§ **MATERIAL FOR THE TASK**:
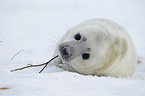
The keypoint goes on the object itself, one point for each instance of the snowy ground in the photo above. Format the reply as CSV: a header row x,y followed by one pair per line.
x,y
34,26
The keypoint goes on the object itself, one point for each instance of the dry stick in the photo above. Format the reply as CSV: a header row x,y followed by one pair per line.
x,y
36,65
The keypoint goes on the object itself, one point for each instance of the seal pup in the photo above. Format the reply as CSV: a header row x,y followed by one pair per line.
x,y
97,47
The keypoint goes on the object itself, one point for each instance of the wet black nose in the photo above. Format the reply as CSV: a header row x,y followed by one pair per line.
x,y
65,52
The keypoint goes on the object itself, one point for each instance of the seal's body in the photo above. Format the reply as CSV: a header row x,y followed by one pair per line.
x,y
97,47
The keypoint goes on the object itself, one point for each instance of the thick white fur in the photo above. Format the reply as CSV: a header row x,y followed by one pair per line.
x,y
112,51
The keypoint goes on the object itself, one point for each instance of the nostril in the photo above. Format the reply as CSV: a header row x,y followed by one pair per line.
x,y
65,51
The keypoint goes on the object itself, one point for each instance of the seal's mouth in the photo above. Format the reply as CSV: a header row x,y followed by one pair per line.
x,y
65,52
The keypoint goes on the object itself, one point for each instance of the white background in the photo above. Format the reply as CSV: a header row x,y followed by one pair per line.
x,y
35,26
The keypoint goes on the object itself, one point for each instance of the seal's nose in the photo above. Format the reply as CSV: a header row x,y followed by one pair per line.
x,y
65,52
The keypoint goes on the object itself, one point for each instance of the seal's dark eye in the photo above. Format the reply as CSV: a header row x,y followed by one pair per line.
x,y
77,36
86,56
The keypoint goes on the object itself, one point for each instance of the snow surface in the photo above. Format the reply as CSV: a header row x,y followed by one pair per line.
x,y
35,26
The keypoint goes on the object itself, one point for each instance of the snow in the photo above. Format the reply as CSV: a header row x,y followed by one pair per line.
x,y
35,27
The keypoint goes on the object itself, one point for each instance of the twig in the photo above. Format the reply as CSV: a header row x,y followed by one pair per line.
x,y
30,65
16,54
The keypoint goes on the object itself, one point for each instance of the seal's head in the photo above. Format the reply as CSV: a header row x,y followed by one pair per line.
x,y
84,48
98,47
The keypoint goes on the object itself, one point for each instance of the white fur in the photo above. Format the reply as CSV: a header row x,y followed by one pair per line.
x,y
112,51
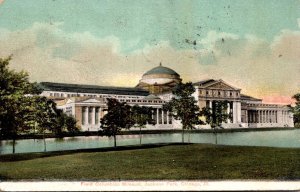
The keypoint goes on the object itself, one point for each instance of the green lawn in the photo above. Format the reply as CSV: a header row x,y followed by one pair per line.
x,y
193,161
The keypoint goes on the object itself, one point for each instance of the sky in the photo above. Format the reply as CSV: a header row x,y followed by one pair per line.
x,y
251,44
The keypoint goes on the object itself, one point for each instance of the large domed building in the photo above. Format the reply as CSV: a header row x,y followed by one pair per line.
x,y
88,103
159,80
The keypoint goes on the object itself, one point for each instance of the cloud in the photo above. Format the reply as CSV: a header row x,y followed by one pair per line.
x,y
257,66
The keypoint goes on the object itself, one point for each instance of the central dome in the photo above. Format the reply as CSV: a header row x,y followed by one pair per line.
x,y
161,70
159,79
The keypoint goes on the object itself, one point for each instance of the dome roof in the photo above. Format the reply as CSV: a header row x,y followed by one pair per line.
x,y
161,70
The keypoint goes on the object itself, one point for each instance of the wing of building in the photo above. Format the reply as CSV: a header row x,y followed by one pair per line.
x,y
87,102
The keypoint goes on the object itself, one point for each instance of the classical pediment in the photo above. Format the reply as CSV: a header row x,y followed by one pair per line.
x,y
91,101
220,85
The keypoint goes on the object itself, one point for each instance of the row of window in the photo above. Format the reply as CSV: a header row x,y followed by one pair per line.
x,y
140,101
89,95
219,93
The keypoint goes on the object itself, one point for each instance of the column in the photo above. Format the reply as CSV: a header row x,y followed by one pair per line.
x,y
234,112
162,116
83,116
167,117
93,115
228,112
157,116
86,115
239,112
260,116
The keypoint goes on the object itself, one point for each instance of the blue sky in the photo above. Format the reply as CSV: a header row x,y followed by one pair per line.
x,y
243,42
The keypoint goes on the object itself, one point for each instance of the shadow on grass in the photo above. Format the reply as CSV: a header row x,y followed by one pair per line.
x,y
29,156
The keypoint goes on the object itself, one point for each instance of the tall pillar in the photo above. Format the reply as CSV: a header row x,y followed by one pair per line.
x,y
228,112
86,115
99,115
239,112
162,117
260,116
157,116
234,112
167,117
83,118
93,115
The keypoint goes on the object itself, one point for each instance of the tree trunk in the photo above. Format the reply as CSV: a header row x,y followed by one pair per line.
x,y
115,141
140,136
14,145
182,135
45,147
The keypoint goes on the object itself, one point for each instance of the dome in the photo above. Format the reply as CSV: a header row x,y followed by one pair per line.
x,y
160,75
161,70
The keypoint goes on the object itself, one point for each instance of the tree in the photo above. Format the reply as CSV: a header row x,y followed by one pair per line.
x,y
183,106
22,110
216,115
15,107
117,118
141,116
296,110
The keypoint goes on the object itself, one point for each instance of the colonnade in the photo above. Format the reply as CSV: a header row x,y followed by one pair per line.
x,y
268,116
91,115
161,117
233,108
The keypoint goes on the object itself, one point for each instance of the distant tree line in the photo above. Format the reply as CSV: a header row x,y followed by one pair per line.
x,y
23,111
296,110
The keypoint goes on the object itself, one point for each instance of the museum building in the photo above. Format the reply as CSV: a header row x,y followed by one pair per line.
x,y
87,102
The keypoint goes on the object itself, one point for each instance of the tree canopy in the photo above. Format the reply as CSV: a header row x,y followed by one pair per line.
x,y
117,118
296,110
183,106
217,114
22,109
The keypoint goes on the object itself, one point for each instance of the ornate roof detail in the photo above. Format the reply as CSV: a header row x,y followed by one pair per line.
x,y
215,84
161,70
79,88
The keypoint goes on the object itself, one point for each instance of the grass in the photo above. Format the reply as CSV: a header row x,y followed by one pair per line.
x,y
192,161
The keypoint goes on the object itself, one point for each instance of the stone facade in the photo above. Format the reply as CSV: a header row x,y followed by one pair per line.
x,y
87,103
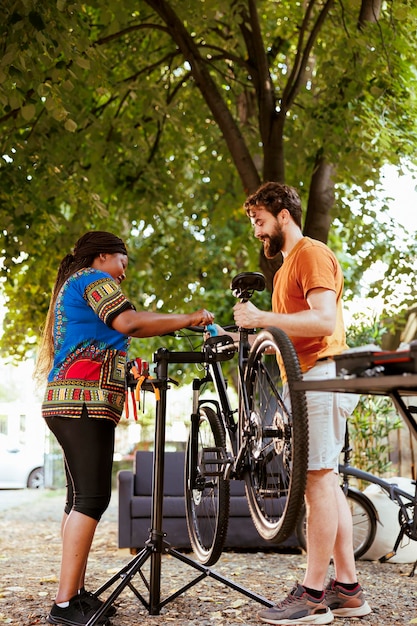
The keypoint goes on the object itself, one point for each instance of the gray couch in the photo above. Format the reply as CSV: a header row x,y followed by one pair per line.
x,y
135,502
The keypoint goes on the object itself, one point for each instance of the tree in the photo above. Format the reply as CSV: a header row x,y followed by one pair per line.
x,y
155,118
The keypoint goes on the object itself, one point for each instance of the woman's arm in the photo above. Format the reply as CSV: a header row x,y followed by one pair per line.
x,y
149,324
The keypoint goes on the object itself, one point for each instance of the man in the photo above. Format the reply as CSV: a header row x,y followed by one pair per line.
x,y
307,305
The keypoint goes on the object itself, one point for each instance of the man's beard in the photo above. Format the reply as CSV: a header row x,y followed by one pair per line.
x,y
273,244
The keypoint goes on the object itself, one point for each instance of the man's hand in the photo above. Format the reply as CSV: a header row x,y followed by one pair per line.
x,y
246,315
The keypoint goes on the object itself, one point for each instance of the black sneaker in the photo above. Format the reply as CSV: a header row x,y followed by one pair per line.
x,y
298,608
346,603
77,613
95,603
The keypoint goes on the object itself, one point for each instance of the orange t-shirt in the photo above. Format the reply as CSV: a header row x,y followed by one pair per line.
x,y
310,265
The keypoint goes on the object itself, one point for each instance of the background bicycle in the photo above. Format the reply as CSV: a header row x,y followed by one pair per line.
x,y
364,514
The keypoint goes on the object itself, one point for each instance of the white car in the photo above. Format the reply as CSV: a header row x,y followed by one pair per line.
x,y
20,466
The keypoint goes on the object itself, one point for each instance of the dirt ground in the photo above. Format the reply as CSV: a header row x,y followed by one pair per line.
x,y
29,568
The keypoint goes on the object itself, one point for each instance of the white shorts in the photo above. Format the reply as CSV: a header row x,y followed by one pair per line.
x,y
327,414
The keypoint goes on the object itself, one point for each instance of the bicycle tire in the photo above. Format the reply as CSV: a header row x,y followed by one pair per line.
x,y
277,434
207,496
364,518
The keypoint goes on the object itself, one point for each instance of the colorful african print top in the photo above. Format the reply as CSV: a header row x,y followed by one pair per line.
x,y
90,357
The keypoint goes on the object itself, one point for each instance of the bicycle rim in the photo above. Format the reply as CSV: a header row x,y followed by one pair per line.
x,y
277,438
207,495
364,520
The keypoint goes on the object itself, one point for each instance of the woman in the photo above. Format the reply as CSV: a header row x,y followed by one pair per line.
x,y
83,357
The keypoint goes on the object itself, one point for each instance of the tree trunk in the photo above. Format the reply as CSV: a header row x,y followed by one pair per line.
x,y
320,202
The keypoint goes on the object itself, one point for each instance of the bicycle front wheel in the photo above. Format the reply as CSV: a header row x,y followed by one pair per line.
x,y
364,520
276,429
207,495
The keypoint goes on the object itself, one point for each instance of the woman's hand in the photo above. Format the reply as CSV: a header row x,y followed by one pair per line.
x,y
202,317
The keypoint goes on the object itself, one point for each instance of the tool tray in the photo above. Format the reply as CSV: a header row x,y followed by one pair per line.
x,y
374,362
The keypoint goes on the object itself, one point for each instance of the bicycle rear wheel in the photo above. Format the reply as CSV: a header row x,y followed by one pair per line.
x,y
207,493
364,518
277,432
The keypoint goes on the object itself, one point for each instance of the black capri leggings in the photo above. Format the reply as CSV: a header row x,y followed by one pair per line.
x,y
88,446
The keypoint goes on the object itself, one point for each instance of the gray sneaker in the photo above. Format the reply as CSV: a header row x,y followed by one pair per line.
x,y
346,603
298,608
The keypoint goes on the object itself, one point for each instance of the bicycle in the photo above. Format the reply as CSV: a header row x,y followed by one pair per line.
x,y
263,442
364,514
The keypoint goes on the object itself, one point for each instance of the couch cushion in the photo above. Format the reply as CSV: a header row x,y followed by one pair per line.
x,y
141,506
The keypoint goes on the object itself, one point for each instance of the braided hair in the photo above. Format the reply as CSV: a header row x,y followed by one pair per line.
x,y
87,248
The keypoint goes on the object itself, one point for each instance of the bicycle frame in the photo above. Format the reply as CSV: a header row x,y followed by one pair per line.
x,y
236,445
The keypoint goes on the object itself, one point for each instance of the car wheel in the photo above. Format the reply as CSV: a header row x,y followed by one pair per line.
x,y
36,478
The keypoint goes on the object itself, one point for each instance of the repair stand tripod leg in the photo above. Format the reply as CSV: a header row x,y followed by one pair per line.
x,y
156,545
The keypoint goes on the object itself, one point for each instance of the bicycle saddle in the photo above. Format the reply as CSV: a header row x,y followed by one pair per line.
x,y
243,285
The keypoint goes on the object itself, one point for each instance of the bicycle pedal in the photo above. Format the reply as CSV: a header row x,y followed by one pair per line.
x,y
387,557
213,461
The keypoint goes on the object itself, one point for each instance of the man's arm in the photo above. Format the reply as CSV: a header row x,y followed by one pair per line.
x,y
317,321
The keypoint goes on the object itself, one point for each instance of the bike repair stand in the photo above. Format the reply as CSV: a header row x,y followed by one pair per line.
x,y
156,545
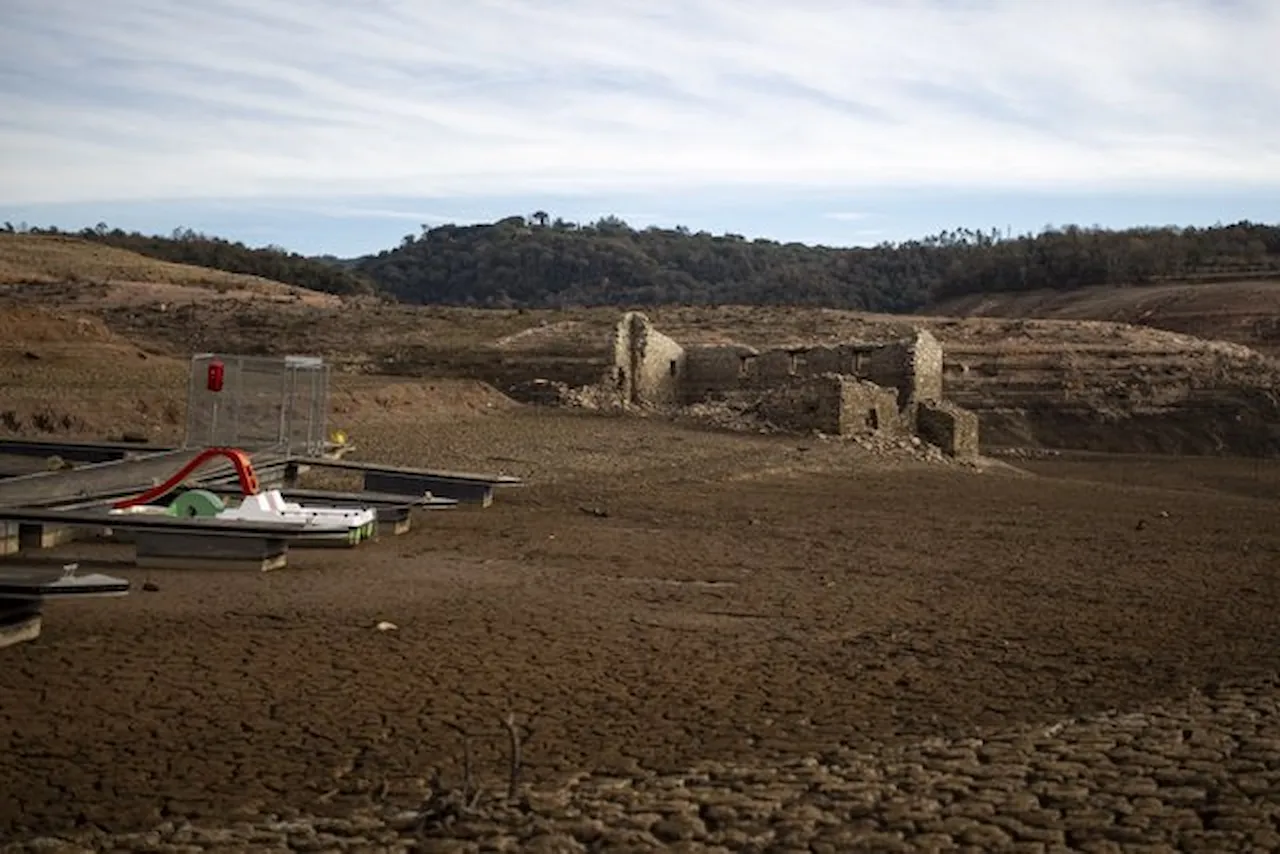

§ **WHAT THE TASK ASKS**:
Each line from the one with "of the bike" to the final line of the data above is to be printed exactly; no picture should appear in the copy.

§ **TASK SOLUTION**:
The keypoint goes on the object itself, one point for each instance of the bike repair stand in the photo above. Format the reply as CSV: a header row x,y followed by one pair per line.
x,y
156,545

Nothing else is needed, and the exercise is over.